• **EXERCISE**
Copy each of the following rows word for word.

+++ DATASET EXTRACT +++

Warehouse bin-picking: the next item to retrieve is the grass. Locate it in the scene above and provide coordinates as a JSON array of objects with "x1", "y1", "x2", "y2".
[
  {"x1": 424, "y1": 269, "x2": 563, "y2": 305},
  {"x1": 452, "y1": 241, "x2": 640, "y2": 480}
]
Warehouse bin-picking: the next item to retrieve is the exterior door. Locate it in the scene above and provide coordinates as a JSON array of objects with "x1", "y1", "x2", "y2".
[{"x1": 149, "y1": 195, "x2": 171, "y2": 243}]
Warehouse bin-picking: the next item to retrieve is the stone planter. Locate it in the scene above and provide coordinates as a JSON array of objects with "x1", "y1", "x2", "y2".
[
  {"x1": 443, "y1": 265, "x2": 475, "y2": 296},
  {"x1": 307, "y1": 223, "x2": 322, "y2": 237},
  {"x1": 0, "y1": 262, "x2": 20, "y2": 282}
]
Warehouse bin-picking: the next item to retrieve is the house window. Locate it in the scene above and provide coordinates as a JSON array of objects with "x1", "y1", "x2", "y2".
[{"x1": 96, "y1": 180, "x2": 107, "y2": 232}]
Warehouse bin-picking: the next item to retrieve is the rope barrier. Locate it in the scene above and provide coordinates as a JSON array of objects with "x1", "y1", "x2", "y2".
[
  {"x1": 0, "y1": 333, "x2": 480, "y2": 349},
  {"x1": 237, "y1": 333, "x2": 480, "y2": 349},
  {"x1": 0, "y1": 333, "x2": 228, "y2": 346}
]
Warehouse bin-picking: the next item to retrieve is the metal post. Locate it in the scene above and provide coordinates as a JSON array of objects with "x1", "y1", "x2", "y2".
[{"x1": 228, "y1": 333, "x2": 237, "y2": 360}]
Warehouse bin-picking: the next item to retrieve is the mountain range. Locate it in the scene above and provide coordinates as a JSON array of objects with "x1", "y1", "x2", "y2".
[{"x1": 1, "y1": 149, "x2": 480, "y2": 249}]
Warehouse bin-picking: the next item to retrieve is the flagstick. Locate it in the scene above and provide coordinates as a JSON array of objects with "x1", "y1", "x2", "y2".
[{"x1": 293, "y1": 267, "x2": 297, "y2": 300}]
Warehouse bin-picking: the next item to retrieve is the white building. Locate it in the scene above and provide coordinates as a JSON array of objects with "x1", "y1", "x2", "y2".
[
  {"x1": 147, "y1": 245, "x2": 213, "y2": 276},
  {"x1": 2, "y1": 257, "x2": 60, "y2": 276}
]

+++

• **SOLVED EXERCISE**
Warehouse bin-picking: the next item to retrieve is the grass. Locate it in the scene above and provide coordinates as a JSON array of objects with "x1", "y1", "x2", "y2".
[
  {"x1": 424, "y1": 269, "x2": 563, "y2": 305},
  {"x1": 452, "y1": 241, "x2": 640, "y2": 480}
]
Warehouse bin-picking: the next item to retrieve is the exterior door. Locate it in the scene above and provide coordinates as a JSON array of objects with "x1", "y1", "x2", "y2".
[{"x1": 149, "y1": 195, "x2": 171, "y2": 243}]
Warehouse bin-picking: the next item to retrieve is the stone planter. Locate it in the scene above and provide coordinates as a JSON array of objects with "x1", "y1", "x2", "y2".
[
  {"x1": 443, "y1": 265, "x2": 475, "y2": 296},
  {"x1": 307, "y1": 223, "x2": 322, "y2": 237},
  {"x1": 0, "y1": 262, "x2": 20, "y2": 282}
]
Warehouse bin-picking: the next item to retrieve is the house window. Locate it in the scene above and provide coordinates as a JSON array of objects with "x1", "y1", "x2", "y2".
[{"x1": 96, "y1": 180, "x2": 107, "y2": 232}]
Warehouse bin-picking: the next item to retrieve is the rope barrier. Locate it in the scene above and provide coordinates as a JSON array of objects with "x1", "y1", "x2", "y2".
[
  {"x1": 0, "y1": 333, "x2": 480, "y2": 349},
  {"x1": 237, "y1": 333, "x2": 480, "y2": 349},
  {"x1": 0, "y1": 333, "x2": 228, "y2": 346}
]
Warehouse bin-picking: the next item to retrieve is the metal post. Locate it in the scene above and provide coordinates as a JSON array of objects with "x1", "y1", "x2", "y2".
[{"x1": 228, "y1": 333, "x2": 237, "y2": 360}]
Warehouse bin-picking: the next item to retrieve is the mountain range. Locate it in the scene above and provide coordinates as a JSON array of objects with "x1", "y1", "x2", "y2".
[{"x1": 1, "y1": 149, "x2": 480, "y2": 249}]
Warehouse bin-picking: the next item to retrieve is the flagstick. Locate it in the scene above and provide coordinates as a JSON array of objects with "x1", "y1", "x2", "y2".
[{"x1": 293, "y1": 267, "x2": 297, "y2": 300}]
Warehouse bin-picking: the next item to retrieve is the white building. Locate it in the scene above and provide coordinates as a JSON array of objects with "x1", "y1", "x2", "y2".
[
  {"x1": 147, "y1": 245, "x2": 213, "y2": 276},
  {"x1": 2, "y1": 257, "x2": 60, "y2": 276}
]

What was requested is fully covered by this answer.